_WHAT IS REQUIRED_
In the records below, start with the line containing "Indicate the gold-rimmed" and go on through the line containing "(1018, 425)". Write out each of those lines again, keeping every word as it stands but raising each coordinate in the answers by 102.

_DATASET CONTENT_
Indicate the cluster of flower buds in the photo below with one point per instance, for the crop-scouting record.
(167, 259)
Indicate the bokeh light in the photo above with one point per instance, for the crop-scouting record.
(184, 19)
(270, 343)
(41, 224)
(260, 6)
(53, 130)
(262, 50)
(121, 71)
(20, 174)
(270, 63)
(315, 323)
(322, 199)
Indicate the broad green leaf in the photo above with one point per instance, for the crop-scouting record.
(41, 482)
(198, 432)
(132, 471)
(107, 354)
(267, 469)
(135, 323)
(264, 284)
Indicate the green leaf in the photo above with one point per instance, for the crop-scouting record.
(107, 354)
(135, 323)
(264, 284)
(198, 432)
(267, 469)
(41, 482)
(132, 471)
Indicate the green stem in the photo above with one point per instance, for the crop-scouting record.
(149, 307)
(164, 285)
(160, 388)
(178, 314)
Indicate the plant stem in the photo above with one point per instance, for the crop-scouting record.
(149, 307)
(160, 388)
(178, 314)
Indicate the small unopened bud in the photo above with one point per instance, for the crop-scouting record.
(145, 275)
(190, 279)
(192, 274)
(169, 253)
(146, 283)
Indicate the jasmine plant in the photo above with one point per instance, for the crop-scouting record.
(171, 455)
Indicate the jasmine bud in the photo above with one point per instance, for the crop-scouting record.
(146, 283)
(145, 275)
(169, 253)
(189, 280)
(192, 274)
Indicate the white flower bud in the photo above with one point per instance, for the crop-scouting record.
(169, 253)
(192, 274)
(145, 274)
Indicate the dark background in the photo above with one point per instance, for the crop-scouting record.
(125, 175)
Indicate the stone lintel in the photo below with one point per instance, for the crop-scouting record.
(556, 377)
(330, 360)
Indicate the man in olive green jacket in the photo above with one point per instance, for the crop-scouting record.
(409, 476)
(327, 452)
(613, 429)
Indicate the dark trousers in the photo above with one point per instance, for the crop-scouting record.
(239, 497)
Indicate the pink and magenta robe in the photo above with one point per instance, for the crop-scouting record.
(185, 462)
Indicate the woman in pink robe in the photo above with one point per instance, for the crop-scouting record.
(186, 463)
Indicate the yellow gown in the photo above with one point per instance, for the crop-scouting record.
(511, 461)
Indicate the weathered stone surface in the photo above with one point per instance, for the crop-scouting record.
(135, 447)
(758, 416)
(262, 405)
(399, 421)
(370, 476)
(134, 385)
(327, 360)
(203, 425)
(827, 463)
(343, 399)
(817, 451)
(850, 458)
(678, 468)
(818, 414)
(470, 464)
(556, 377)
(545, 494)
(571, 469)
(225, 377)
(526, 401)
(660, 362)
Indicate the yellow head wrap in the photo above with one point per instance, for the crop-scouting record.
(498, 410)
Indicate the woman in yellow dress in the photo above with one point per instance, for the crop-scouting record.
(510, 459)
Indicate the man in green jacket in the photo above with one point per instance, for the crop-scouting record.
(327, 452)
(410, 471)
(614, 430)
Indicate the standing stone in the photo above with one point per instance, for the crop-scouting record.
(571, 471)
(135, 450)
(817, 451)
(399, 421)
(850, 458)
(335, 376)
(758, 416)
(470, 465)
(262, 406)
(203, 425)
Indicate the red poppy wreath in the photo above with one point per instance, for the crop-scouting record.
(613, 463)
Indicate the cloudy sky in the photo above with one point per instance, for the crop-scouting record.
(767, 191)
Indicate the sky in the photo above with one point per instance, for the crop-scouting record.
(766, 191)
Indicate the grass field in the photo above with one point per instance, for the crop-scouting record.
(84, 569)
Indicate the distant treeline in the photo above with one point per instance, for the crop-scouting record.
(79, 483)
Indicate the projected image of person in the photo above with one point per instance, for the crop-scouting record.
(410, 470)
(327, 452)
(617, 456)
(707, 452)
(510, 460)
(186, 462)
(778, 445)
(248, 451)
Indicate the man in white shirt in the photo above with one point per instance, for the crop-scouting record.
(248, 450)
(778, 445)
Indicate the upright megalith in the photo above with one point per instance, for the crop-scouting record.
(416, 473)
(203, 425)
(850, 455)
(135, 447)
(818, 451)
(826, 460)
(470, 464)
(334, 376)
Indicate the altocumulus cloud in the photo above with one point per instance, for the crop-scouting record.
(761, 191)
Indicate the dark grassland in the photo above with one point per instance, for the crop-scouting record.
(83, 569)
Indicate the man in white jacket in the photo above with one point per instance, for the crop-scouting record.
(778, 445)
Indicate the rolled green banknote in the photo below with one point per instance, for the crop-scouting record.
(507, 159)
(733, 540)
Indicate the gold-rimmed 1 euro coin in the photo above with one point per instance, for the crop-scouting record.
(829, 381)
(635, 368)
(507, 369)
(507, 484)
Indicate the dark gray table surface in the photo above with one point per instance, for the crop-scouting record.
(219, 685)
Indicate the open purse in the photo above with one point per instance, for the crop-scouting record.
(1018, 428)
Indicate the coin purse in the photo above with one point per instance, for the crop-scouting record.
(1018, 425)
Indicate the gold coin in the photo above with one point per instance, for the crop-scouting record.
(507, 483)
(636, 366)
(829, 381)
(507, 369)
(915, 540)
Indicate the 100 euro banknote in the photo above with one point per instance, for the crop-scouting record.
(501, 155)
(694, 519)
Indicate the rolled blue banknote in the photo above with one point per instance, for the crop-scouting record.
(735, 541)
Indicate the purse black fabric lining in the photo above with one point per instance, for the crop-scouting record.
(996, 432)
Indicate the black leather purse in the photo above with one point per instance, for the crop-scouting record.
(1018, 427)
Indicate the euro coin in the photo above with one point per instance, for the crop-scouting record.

_RESPONSE FOR THIS EXERCISE_
Indicate the gold-rimmed 1 euro coin in the photo above with one point per instance, for the crop-scouting record.
(931, 483)
(737, 470)
(609, 471)
(609, 586)
Indicate the dark gray table surface in the photo above with one point per instance, for the crop-scouting record.
(321, 787)
Indicate the open purse in the photo above with one point per instance, for the crop-scouting record.
(1120, 530)
Indicate the coin purse in the photo above with one point per instance, for the crop-scouting record.
(1120, 527)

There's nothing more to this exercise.